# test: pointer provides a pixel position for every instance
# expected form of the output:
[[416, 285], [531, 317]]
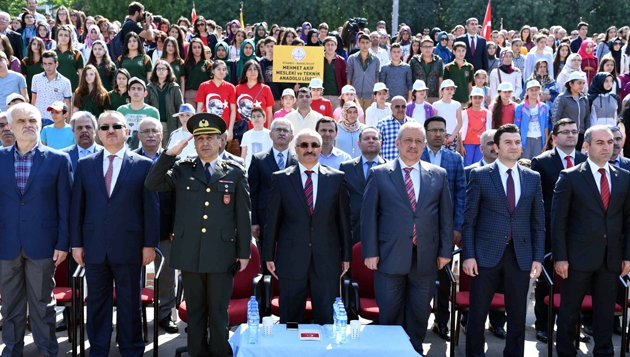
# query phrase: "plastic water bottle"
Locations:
[[253, 318]]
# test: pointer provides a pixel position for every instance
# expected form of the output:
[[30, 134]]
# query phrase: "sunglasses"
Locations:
[[105, 127], [306, 145]]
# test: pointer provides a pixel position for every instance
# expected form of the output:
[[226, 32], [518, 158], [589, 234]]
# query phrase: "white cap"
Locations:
[[505, 87], [447, 83], [316, 83], [379, 86], [533, 83], [419, 85], [476, 92], [348, 89]]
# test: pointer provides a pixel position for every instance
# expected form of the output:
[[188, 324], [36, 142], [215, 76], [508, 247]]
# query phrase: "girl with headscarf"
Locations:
[[605, 106], [441, 49], [589, 61]]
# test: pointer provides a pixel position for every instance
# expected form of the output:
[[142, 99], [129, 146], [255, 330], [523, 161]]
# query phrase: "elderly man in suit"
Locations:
[[312, 231], [590, 227], [407, 233], [503, 235], [549, 165], [476, 52], [357, 171], [113, 234], [435, 153], [83, 125], [34, 237]]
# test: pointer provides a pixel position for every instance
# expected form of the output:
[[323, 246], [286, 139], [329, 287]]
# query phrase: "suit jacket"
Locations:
[[387, 219], [356, 186], [488, 221], [36, 221], [325, 236], [548, 165], [262, 166], [116, 227], [453, 163], [581, 229], [73, 152], [480, 59], [212, 224]]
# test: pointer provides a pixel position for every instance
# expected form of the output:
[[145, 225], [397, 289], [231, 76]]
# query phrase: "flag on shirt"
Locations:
[[487, 23]]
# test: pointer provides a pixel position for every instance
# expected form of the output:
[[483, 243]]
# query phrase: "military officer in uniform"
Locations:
[[211, 229]]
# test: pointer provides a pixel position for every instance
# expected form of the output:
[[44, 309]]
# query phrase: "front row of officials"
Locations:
[[406, 222]]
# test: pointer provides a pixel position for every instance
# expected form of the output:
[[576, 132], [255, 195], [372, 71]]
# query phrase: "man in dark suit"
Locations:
[[435, 153], [548, 165], [590, 223], [476, 52], [150, 135], [113, 234], [312, 231], [212, 231], [263, 165], [503, 235], [83, 125], [407, 233], [357, 170], [35, 187]]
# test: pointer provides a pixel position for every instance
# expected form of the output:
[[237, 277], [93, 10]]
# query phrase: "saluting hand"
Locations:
[[178, 147]]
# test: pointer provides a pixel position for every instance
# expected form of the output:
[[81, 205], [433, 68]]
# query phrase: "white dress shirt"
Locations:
[[314, 179], [414, 175], [597, 176], [563, 155], [117, 165], [515, 176]]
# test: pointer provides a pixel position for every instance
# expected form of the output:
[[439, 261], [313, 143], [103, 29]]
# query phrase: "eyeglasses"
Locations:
[[306, 145], [105, 127]]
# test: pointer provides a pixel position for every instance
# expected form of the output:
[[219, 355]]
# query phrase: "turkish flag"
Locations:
[[487, 23]]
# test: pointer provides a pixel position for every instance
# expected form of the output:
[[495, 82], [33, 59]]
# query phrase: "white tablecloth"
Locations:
[[375, 341]]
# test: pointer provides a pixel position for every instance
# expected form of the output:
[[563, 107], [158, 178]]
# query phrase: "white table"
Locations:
[[375, 341]]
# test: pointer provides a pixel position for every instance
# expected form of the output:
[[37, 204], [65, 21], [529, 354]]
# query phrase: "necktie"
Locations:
[[412, 198], [109, 174], [207, 168], [280, 161], [370, 164], [605, 190], [308, 190], [569, 162]]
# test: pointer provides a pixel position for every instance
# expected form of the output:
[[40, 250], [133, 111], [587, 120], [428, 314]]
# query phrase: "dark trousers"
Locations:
[[207, 299], [572, 293], [293, 294], [482, 289], [100, 280], [404, 300]]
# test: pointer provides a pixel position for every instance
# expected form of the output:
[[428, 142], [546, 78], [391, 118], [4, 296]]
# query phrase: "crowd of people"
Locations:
[[510, 148]]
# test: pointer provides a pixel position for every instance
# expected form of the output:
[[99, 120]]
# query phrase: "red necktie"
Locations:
[[605, 190], [412, 198], [569, 163]]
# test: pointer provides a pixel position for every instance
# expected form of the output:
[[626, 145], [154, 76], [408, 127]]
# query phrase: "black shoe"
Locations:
[[442, 330], [542, 336], [497, 331], [168, 325]]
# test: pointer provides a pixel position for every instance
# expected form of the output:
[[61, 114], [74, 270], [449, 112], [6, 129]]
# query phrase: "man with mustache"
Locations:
[[549, 165], [590, 226], [311, 229], [34, 231]]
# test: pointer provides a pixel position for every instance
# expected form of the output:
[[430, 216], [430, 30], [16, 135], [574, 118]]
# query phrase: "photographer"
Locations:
[[136, 16]]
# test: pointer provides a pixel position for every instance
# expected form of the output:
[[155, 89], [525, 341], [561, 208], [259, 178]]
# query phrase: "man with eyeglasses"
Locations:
[[113, 234], [311, 229], [212, 229], [407, 233], [389, 127]]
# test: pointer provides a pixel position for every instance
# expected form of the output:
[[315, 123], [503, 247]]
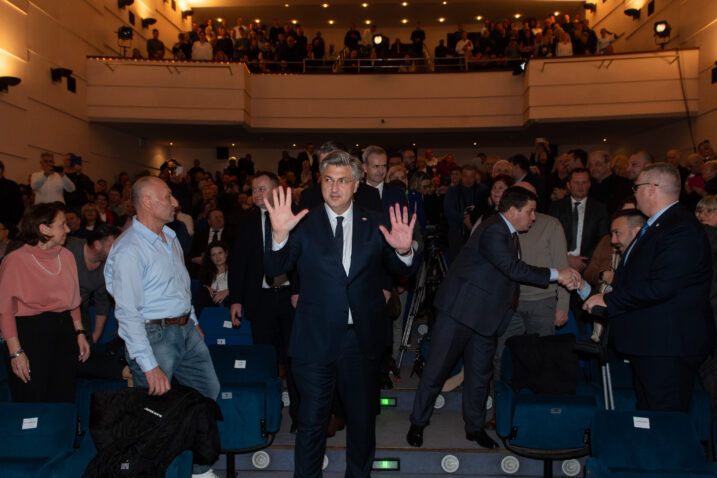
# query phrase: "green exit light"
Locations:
[[388, 401], [387, 464]]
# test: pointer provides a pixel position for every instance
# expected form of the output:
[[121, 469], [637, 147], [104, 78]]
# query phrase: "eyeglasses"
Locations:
[[343, 181], [637, 186]]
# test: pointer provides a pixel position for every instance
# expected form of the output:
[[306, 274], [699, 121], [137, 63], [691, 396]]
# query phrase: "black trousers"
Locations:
[[50, 344], [664, 383], [450, 340], [272, 326], [355, 377]]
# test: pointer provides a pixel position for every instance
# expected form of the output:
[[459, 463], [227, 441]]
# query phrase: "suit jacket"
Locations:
[[595, 224], [325, 291], [201, 240], [366, 197], [478, 289], [660, 305], [246, 273]]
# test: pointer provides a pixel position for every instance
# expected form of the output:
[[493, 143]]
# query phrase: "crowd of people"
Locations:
[[262, 243], [285, 47]]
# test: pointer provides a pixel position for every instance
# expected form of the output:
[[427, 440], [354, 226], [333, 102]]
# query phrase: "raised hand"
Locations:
[[283, 219], [401, 233]]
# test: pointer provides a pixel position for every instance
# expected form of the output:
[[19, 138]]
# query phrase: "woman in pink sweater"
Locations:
[[39, 310]]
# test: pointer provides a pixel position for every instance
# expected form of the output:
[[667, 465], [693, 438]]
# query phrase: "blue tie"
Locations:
[[339, 237]]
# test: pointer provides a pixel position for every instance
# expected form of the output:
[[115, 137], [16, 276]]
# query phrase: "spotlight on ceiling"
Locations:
[[59, 73], [7, 81], [633, 12], [589, 6], [125, 33], [662, 33]]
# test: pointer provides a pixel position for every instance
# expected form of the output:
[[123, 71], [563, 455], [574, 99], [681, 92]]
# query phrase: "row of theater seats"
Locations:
[[53, 439], [551, 424]]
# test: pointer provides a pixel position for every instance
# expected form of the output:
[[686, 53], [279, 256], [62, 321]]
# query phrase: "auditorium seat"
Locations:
[[250, 398], [216, 324], [630, 444]]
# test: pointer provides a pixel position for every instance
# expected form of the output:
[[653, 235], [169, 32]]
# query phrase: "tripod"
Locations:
[[430, 275]]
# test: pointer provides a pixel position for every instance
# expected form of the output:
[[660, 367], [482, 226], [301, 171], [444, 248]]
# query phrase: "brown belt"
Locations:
[[175, 321]]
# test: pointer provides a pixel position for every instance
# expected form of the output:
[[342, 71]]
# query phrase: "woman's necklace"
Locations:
[[59, 265]]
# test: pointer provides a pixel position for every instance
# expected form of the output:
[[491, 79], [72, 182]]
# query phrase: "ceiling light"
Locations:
[[7, 81]]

## PROBLEM STATEMENT
Write out all the entries word for word, but skip any images.

## TASK SOLUTION
# test: pointer provides a pixel position for every instance
# expected form of the output:
[[416, 285], [531, 317]]
# query phrase: "plastic water bottle"
Locations:
[[253, 318]]
# test: pointer provides a pixel position for every instance
# expected form of the output:
[[30, 134]]
# query phrase: "sunglasses"
Locations:
[[105, 127], [306, 145]]
# test: pointer provides a pixel position for every instance
# expected form of the output:
[[226, 32], [518, 158], [589, 234]]
# query phrase: "white cap"
Locations:
[[505, 87], [447, 83], [316, 83], [379, 86], [533, 83], [419, 85], [476, 92], [348, 89]]
# test: pointer provides a pixel position for every instance
# expected form of the output:
[[188, 324], [36, 142], [215, 76], [508, 247]]
# query phrase: "girl with headscarf"
Locations:
[[605, 106], [441, 49], [589, 61]]
# test: pointer provides a pixel position for every instance
# expected form of the output:
[[142, 99], [129, 146], [255, 330], [523, 161]]
# query phrase: "elderly man in suit"
Locations:
[[312, 231], [590, 227], [407, 233], [503, 235], [549, 165], [476, 52], [357, 171], [113, 234], [435, 153], [83, 125], [34, 237]]
# test: pointer provides a pixel position for every instance
# expected form of the output:
[[323, 246], [286, 139], [329, 287]]
# query phrase: "suit jacket"
Locations:
[[387, 219], [356, 186], [488, 221], [36, 221], [325, 236], [548, 165], [262, 166], [116, 227], [453, 163], [581, 229], [73, 152], [480, 59], [212, 224]]
# test: pointer provides a pixel position for every instance
# expected form of the output:
[[145, 225], [397, 289], [231, 76]]
# query phrase: "flag on shirt"
Locations:
[[487, 23]]
# test: pointer provides a pixel position for every instance
# expected form of the output:
[[483, 243]]
# query phrase: "military officer in uniform"
Locations:
[[211, 229]]
# test: pointer provides a pixel position for every instance
# expected form of the output:
[[44, 309]]
# query phrase: "front row of officials"
Locations:
[[406, 222]]
# test: pointer provides a pixel position for every instance
# expected form of the output:
[[576, 132], [255, 195], [372, 71]]
# query phrase: "man in dark suit"
Locations:
[[435, 153], [548, 165], [590, 223], [476, 52], [150, 135], [113, 234], [312, 231], [212, 231], [263, 165], [503, 235], [83, 125], [407, 233], [357, 170], [35, 187]]
# test: pointer provides a pixel position for every instance
# expected form of the output:
[[237, 277], [93, 10]]
# query phrase: "saluting hand"
Locations:
[[178, 147]]
# test: pointer provides a pixel position for every instance
# expected form of the output:
[[81, 205], [433, 68]]
# query phrase: "white dress shirt"
Locations:
[[314, 179], [414, 175], [597, 176], [563, 155], [117, 165], [515, 176]]
# test: pointer provides a pixel position for every instance
# expected form of the output:
[[439, 261], [313, 143], [103, 29]]
# query phrase: "eyeglasses"
Locations:
[[306, 145], [105, 127]]
# test: pointer provides a pixel position for every instance
# expected form of the output:
[[219, 355]]
# query phrase: "turkish flag"
Locations:
[[487, 23]]
# test: pointer provides a pixel position for every instance
# expected form of the output:
[[495, 82], [33, 59]]
# query phrase: "white tablecloth"
Locations:
[[375, 341]]
# test: pointer provides a pixel position for every instance
# expected form of the output:
[[563, 107], [158, 178]]
# query phrase: "white table"
Locations:
[[375, 341]]
# test: pointer provides a pixel position for every instance
# expected form of the output:
[[37, 204], [65, 21], [529, 354]]
# query phrase: "necktie"
Locations:
[[412, 198], [109, 174], [207, 168], [280, 161], [370, 164], [605, 190], [308, 190], [569, 162]]
# test: pointer provides a pixel position for every instance
# expected form of the output:
[[40, 250], [133, 111], [587, 120], [428, 314]]
# query phrase: "dark trousers"
Locations:
[[207, 299], [572, 293], [293, 294], [482, 289], [100, 280], [404, 300]]
# test: pointer provides a pixel position for every instance
# expected form of the output:
[[428, 142], [546, 78], [391, 118], [4, 296]]
# query phrase: "crowd of people"
Locations:
[[510, 148]]
# test: pointer provides a pixel position for every instance
# expected form of the output:
[[99, 120]]
# query phrase: "red necktie"
Locations:
[[605, 190], [412, 198], [569, 163]]
# test: pointer provides a pixel position for every instance
# expected form of the output:
[[626, 145], [154, 76], [408, 127]]
# query phrase: "black shoe"
Locations:
[[442, 330], [542, 336], [497, 331], [168, 325]]
# test: pointer provides a pixel position for every instance
# expected form of the output:
[[61, 114], [74, 270], [449, 112], [6, 129]]
# query phrase: "man with mustache"
Locations:
[[549, 165], [590, 226], [311, 229], [34, 231]]
# test: pointer provides a pixel position for every instance
# expected form of the output:
[[430, 216], [430, 30], [16, 135], [574, 118]]
# query phrase: "photographer"
Locations:
[[136, 16]]
# test: pointer provides a pixel position for every instance
# expected form of the output:
[[155, 89], [525, 341], [561, 208], [259, 178]]
# query phrase: "man with eyeglasses"
Locations:
[[113, 234], [311, 229], [212, 229], [407, 233], [389, 127]]
# test: pointer provides a pixel position for every instance
# expected form of the output:
[[315, 123], [503, 247]]
# query phrase: "green exit light"
Locations:
[[388, 401], [387, 464]]
# test: pointer provides a pixel position for every instance
# expected form of the output:
[[121, 469], [637, 147], [104, 78]]
# query phrase: "eyeglasses"
Locations:
[[343, 181], [637, 186]]
# test: pointer provides a pixel position for every instance
# expected form of the output:
[[306, 274], [699, 121], [137, 63], [691, 396]]
# query phrase: "black trousers"
Locations:
[[50, 344], [664, 383], [450, 340], [272, 326], [355, 377]]
# test: pointer provides a pixel position for every instance
# expected form of the output:
[[459, 463], [227, 441]]
# query phrase: "suit jacket"
Locations:
[[595, 224], [325, 291], [201, 240], [366, 197], [478, 289], [660, 305], [246, 273]]
# test: pointer provides a pixel position for every instance
# expected form of the output:
[[493, 143]]
# query phrase: "crowd of people"
Locations:
[[262, 243], [285, 47]]
# test: pointer provides a pixel position for every instance
# expected form of the output:
[[427, 440], [354, 226], [333, 102]]
# query phrase: "raised hand"
Locations:
[[283, 219], [401, 233]]
# test: pointer provides a pixel position for every instance
# expected form of the output:
[[19, 138]]
# query phrase: "woman in pink sweater"
Locations:
[[39, 310]]
# test: pointer provides a pixel position for every instance
# expected form of the output:
[[667, 465], [693, 438]]
# query phrase: "blue tie"
Locations:
[[339, 237]]
# test: pointer provides a pixel position for every instance
# expected form of the output:
[[115, 137], [16, 276]]
# query phrase: "spotlight on ceiling"
Locations:
[[59, 73], [7, 81], [633, 12], [589, 6], [125, 33], [662, 33]]
# test: pointer provides a pixel position for every instance
# expected form of the output:
[[123, 71], [563, 455], [574, 99], [681, 92]]
# query phrase: "row of theater seats"
Locations:
[[53, 439], [551, 424]]
# test: pointer provides a pixel position for every instance
# expected form of the output:
[[686, 53], [279, 256], [62, 321]]
# query phrase: "auditorium seat"
Locations:
[[250, 398], [216, 324], [630, 444]]
# test: pointer provides a pixel position for every instance
# expected form of the output:
[[653, 235], [169, 32]]
# query phrase: "tripod"
Locations:
[[430, 275]]
# test: pointer provides a pixel position for every instance
# expected form of the output:
[[660, 367], [482, 226], [301, 171], [444, 248]]
# query phrase: "brown belt"
Locations:
[[175, 321]]
# test: pointer provides a pixel position for every instance
# expected form of the output:
[[342, 71]]
# query phrase: "woman's necklace"
Locations:
[[59, 265]]
# test: pointer provides a pixel position for every instance
# expected form of the output:
[[491, 79], [72, 182]]
# query phrase: "ceiling light"
Locations:
[[7, 81]]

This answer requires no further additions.